** What is asked **
Pull out each line of the items below that contains the word "white", treating uppercase and lowercase letters as different.

Annotated coordinate records:
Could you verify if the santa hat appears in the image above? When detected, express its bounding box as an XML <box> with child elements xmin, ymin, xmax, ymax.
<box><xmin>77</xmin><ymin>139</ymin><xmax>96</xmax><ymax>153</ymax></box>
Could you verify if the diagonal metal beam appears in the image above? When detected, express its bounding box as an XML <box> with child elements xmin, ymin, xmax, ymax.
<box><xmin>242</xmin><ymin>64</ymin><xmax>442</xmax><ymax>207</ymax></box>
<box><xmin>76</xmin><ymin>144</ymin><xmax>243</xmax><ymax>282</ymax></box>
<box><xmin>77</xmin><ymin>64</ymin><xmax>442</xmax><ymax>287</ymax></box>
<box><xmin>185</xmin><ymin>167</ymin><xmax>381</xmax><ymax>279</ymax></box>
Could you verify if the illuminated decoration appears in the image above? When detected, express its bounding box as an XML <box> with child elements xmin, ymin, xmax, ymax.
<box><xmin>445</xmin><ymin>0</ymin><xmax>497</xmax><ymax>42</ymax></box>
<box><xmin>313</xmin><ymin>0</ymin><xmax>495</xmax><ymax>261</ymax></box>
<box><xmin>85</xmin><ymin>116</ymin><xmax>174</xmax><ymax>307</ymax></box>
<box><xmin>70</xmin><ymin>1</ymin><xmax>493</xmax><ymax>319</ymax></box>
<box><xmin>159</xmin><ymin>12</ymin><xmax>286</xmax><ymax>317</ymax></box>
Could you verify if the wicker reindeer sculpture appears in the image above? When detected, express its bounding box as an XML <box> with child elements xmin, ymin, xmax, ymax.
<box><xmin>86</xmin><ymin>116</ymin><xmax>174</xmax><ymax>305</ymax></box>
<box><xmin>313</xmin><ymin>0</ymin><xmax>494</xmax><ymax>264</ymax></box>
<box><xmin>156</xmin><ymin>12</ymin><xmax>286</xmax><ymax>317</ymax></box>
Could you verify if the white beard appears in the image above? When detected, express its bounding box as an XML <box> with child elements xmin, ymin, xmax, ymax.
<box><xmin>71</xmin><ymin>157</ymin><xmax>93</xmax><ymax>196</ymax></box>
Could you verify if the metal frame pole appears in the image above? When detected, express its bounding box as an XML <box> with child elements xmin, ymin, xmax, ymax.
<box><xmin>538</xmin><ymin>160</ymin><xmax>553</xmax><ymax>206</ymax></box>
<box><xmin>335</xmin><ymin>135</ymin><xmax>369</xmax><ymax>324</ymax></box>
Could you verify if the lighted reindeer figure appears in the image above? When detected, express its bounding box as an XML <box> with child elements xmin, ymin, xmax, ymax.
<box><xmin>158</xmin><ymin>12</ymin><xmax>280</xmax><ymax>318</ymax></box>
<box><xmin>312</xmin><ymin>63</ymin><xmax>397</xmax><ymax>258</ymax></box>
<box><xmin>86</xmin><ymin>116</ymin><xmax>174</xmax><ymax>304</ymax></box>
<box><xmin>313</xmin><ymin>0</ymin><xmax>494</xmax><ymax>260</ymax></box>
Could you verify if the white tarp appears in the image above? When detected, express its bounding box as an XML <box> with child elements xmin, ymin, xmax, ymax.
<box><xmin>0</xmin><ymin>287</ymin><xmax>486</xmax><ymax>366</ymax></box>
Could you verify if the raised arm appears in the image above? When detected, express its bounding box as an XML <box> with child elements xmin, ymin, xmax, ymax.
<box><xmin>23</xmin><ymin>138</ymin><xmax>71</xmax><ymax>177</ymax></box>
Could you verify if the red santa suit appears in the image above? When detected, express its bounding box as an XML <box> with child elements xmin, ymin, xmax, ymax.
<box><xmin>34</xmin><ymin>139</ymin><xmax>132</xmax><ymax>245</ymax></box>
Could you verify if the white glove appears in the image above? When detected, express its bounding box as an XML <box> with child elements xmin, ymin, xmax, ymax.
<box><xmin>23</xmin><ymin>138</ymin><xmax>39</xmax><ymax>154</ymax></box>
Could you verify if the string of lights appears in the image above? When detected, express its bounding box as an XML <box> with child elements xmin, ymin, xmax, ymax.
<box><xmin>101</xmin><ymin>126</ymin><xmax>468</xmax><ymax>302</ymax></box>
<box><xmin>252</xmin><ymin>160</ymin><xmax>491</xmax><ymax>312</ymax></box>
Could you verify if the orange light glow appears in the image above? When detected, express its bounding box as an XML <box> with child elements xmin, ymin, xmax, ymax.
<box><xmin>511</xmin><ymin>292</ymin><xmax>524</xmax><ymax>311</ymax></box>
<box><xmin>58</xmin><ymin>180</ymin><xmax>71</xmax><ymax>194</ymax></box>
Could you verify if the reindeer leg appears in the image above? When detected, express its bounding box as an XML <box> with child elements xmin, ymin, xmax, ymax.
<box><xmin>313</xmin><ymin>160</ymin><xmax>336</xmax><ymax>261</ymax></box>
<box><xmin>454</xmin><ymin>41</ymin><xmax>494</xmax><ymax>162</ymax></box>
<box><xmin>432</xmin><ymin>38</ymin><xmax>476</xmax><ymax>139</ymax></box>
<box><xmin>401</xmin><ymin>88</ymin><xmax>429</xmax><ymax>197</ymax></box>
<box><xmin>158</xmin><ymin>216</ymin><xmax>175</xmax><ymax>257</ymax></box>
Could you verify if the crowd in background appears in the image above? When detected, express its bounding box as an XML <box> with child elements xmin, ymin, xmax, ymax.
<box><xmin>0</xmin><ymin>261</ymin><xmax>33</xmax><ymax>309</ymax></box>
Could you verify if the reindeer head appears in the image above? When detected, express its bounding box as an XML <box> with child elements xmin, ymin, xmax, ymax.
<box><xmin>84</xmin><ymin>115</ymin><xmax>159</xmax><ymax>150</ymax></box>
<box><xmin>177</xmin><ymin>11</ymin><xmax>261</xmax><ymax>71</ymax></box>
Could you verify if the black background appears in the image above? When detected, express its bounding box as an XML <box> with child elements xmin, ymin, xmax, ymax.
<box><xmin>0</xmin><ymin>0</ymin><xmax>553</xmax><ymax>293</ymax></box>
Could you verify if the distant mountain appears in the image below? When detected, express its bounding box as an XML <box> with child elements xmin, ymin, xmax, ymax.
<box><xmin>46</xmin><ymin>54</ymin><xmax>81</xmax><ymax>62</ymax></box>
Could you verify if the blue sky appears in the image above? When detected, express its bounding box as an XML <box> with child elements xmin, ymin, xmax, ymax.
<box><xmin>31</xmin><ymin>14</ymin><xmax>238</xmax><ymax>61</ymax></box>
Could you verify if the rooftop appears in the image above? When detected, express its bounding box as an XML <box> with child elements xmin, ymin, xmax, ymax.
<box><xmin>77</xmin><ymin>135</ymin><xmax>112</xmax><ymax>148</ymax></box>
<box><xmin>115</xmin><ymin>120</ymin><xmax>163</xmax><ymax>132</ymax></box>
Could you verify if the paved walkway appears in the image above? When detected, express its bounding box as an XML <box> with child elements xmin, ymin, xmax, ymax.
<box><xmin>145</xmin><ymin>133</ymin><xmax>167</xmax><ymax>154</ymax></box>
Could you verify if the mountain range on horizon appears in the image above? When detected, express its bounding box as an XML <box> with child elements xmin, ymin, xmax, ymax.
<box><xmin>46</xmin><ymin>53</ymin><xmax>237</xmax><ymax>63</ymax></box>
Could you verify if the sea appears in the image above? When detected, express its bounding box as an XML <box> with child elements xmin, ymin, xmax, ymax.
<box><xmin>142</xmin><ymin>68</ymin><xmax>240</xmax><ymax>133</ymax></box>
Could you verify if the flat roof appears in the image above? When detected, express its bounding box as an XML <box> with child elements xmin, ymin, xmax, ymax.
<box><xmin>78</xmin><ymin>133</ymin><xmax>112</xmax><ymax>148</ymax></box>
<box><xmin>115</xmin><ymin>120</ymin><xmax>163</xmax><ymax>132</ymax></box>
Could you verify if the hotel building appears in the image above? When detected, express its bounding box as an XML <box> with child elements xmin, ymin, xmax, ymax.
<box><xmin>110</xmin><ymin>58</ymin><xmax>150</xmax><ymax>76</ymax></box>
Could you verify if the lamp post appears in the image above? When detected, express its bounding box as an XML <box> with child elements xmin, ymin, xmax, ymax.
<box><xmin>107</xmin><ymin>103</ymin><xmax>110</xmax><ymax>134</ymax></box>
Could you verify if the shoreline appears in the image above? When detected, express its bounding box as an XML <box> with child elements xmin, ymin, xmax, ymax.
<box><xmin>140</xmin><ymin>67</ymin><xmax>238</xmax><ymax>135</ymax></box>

** Written answer **
Could you verify if the white beard appears in the image above? When detected, express its bounding box as an XML <box> with child elements xmin, ymin, xmax, ymax.
Could you verify if the white tarp appears in the image above? When detected, express its bounding box as an XML <box> with child elements xmin, ymin, xmax, ymax.
Could you verify if the white glove appears in the image above? When detected, express its bounding box as an XML <box> with child elements xmin, ymin, xmax, ymax.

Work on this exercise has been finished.